Exercise task: Reproduce each of the following records verbatim, line by line, with no changes.

Given entries:
--------------------

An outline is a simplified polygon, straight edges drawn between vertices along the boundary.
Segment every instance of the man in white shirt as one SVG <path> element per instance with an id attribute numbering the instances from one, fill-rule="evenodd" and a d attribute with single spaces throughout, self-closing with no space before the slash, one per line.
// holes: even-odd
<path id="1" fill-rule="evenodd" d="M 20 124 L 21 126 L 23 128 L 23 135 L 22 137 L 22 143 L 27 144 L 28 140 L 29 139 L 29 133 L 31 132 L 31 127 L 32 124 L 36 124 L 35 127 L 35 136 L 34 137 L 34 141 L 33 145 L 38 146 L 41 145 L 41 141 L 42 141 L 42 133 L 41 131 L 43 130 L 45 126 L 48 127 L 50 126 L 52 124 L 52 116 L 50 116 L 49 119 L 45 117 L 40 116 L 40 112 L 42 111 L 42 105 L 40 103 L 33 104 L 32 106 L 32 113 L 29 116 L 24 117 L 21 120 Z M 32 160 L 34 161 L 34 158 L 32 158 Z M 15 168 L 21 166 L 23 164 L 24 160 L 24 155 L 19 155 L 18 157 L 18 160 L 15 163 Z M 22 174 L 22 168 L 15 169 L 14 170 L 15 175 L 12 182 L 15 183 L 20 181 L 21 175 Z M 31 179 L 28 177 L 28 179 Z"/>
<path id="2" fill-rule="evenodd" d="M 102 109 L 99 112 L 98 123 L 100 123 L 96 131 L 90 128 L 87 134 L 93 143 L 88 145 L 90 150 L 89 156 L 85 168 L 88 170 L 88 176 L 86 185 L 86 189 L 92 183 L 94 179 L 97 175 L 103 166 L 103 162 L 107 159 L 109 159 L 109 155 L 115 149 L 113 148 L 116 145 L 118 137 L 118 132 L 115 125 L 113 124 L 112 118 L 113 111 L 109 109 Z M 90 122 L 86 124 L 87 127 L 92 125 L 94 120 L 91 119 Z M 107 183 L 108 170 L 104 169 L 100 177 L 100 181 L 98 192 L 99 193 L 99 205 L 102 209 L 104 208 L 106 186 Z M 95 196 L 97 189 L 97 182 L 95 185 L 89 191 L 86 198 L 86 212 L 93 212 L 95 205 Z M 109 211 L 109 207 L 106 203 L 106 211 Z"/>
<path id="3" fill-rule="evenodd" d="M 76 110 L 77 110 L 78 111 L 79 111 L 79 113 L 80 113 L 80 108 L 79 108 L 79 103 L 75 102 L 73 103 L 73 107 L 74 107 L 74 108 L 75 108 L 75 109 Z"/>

--------------------

Solved exercise:
An outline is a simplified polygon, straight edges drawn between vertices along the boundary.
Segment every instance of the man in white shirt as one SVG <path> element per instance with an id attribute numbering the instances from one, fill-rule="evenodd" and a d attribute with single spaces throughout, self-closing with no space before the slash, one per line.
// holes: even-odd
<path id="1" fill-rule="evenodd" d="M 20 124 L 21 126 L 23 128 L 23 135 L 22 137 L 22 143 L 27 144 L 28 140 L 29 139 L 29 133 L 31 132 L 31 127 L 32 124 L 36 124 L 35 127 L 35 136 L 34 137 L 34 141 L 33 145 L 38 146 L 41 145 L 41 141 L 42 141 L 42 133 L 41 131 L 43 130 L 45 126 L 48 127 L 50 126 L 52 124 L 52 116 L 50 116 L 49 119 L 45 117 L 40 116 L 40 112 L 42 111 L 42 105 L 40 103 L 33 104 L 32 106 L 32 113 L 29 116 L 24 117 L 21 120 Z M 32 160 L 34 161 L 34 158 L 32 158 Z M 15 168 L 21 166 L 23 164 L 24 160 L 24 155 L 19 155 L 18 157 L 18 160 L 15 163 Z M 22 174 L 22 168 L 15 169 L 14 170 L 15 175 L 12 182 L 15 183 L 20 181 L 21 175 Z M 31 179 L 28 177 L 28 179 Z"/>
<path id="2" fill-rule="evenodd" d="M 102 109 L 99 112 L 98 123 L 100 123 L 96 131 L 90 128 L 87 134 L 93 143 L 88 145 L 90 150 L 89 156 L 85 168 L 88 170 L 88 176 L 86 185 L 86 189 L 92 183 L 94 179 L 97 175 L 103 166 L 103 162 L 107 159 L 109 159 L 109 155 L 115 149 L 113 148 L 116 145 L 118 137 L 118 132 L 115 125 L 113 124 L 112 118 L 113 111 L 109 109 Z M 90 122 L 86 124 L 87 127 L 92 125 L 94 120 L 91 119 Z M 107 183 L 108 170 L 104 169 L 100 177 L 100 181 L 98 192 L 99 193 L 99 205 L 102 209 L 104 208 L 106 186 Z M 95 196 L 97 189 L 97 182 L 95 185 L 89 191 L 86 198 L 86 212 L 93 212 L 95 205 Z M 109 211 L 109 207 L 106 203 L 106 211 Z"/>
<path id="3" fill-rule="evenodd" d="M 76 110 L 77 110 L 78 111 L 79 111 L 79 113 L 80 113 L 80 108 L 79 108 L 79 103 L 75 102 L 73 103 L 73 107 L 74 107 L 74 108 L 75 108 L 75 109 Z"/>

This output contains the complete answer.